Exactly as they appear, reproduce the lines from the one holding "Query: bicycle's front" through the last line of the material below.

• • • • • • •

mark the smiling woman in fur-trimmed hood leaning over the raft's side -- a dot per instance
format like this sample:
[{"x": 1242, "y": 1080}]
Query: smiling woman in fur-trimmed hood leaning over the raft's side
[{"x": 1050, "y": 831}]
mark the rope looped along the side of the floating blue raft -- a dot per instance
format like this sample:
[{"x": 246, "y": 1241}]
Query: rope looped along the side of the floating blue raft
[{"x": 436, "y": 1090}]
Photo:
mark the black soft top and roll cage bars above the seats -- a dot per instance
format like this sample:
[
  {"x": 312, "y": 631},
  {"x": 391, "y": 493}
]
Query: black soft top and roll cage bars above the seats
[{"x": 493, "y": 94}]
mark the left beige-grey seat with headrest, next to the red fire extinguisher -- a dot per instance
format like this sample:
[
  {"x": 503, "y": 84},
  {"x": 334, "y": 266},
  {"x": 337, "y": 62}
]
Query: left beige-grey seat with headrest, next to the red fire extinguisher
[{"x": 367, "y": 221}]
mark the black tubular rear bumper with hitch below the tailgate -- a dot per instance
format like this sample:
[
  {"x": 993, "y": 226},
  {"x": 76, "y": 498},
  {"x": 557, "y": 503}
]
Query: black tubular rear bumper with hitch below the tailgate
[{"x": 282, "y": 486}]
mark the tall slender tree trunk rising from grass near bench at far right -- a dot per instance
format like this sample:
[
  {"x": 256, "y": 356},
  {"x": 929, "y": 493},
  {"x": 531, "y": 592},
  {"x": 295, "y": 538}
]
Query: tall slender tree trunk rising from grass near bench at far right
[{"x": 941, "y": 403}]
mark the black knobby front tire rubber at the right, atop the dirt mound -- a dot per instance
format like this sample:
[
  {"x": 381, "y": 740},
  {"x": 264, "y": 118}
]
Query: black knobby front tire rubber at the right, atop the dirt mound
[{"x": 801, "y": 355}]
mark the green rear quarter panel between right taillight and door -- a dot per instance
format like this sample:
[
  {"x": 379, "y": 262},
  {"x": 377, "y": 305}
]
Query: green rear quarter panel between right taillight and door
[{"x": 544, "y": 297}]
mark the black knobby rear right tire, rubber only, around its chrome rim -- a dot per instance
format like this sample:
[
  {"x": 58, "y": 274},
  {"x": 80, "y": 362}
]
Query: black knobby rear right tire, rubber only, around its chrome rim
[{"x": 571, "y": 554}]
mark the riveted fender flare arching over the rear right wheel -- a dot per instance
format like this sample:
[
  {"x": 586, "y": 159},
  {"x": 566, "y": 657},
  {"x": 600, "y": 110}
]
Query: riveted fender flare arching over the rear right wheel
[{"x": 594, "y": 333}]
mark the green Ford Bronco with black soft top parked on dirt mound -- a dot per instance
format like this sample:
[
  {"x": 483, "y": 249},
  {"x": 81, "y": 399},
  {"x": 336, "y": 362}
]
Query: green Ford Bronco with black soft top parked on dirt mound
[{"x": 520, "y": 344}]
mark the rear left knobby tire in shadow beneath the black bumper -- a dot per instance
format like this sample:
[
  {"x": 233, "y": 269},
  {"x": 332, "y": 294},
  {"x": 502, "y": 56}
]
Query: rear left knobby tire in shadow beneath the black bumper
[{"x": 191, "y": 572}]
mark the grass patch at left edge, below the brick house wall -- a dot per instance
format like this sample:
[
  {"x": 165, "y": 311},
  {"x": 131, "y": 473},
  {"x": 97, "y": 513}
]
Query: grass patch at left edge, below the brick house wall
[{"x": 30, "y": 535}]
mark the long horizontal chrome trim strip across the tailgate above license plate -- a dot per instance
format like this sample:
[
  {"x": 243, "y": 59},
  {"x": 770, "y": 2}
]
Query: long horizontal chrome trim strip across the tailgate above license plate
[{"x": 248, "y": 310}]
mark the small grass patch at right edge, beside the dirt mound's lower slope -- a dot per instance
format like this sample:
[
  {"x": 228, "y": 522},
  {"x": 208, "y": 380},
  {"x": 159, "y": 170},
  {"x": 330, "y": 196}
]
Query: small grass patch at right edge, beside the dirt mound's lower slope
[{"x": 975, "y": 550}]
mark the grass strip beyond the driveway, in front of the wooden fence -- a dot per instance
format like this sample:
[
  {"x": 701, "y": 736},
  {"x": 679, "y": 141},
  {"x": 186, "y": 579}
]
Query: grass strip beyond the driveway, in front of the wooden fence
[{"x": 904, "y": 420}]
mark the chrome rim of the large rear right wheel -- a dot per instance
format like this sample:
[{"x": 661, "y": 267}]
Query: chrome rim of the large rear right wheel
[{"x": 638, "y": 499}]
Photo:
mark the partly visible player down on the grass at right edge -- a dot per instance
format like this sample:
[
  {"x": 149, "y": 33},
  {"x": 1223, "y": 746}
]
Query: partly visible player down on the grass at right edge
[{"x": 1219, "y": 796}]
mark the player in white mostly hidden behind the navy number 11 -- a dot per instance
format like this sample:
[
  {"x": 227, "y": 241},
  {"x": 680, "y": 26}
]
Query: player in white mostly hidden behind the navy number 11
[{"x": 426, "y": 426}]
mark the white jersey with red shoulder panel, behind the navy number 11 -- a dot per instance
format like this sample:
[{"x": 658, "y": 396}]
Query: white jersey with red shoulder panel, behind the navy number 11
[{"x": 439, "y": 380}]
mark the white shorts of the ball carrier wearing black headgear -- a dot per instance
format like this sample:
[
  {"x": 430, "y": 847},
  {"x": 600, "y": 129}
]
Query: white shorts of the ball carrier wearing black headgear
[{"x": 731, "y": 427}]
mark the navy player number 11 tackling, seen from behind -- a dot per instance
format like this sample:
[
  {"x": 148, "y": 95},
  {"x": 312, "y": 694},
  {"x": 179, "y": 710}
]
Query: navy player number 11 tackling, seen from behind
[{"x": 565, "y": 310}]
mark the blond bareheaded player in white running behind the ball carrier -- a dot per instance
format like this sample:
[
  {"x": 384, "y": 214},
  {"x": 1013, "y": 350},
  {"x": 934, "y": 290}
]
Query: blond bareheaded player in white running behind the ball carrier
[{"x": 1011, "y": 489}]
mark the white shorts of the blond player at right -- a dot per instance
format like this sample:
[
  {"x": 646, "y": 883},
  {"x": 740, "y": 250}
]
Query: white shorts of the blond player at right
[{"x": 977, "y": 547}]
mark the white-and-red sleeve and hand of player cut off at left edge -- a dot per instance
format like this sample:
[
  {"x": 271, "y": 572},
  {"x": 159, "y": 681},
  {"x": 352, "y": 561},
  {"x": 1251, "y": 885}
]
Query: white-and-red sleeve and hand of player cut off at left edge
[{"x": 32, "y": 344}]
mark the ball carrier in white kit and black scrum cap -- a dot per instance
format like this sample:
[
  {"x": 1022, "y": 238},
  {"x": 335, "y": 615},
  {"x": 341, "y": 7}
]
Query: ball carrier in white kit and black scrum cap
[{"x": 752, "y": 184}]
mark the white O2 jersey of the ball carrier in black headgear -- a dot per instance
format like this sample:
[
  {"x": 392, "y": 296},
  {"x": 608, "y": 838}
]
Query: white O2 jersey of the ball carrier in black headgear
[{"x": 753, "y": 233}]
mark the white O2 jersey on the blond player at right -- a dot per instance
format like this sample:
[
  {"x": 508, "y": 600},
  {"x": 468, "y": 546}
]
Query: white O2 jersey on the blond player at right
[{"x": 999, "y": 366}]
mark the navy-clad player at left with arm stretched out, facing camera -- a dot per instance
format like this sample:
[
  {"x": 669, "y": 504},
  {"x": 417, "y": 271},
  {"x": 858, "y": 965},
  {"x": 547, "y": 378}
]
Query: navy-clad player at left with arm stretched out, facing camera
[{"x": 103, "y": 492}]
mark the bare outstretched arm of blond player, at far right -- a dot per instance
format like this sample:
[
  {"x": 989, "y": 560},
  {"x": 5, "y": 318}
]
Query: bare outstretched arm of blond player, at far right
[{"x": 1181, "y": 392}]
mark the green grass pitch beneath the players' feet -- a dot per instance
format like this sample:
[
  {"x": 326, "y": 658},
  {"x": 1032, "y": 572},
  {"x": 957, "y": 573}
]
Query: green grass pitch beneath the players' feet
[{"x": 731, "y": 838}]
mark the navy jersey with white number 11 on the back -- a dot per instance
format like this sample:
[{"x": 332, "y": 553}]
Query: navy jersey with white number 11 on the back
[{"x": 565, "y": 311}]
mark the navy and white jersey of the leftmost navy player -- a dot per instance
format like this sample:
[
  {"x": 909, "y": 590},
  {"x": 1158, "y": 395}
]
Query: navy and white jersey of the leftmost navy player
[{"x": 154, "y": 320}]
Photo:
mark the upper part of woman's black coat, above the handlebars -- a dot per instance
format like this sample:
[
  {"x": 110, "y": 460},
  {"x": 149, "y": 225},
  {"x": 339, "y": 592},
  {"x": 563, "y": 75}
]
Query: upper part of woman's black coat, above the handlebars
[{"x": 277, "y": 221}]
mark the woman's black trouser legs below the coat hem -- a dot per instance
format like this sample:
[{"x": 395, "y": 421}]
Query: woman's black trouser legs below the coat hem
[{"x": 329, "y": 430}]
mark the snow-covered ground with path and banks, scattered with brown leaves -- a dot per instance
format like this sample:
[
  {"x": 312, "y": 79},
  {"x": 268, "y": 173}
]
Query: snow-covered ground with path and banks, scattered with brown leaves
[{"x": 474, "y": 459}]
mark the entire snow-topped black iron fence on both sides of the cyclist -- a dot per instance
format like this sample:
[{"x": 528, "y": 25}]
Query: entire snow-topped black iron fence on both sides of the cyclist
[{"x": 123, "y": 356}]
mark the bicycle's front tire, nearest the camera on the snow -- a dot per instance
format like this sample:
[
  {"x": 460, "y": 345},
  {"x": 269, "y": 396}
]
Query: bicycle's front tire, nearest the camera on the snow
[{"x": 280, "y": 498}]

• • • • • • •

§ **Solution**:
Query: bicycle's front tire, nearest the camera on the snow
[{"x": 280, "y": 498}]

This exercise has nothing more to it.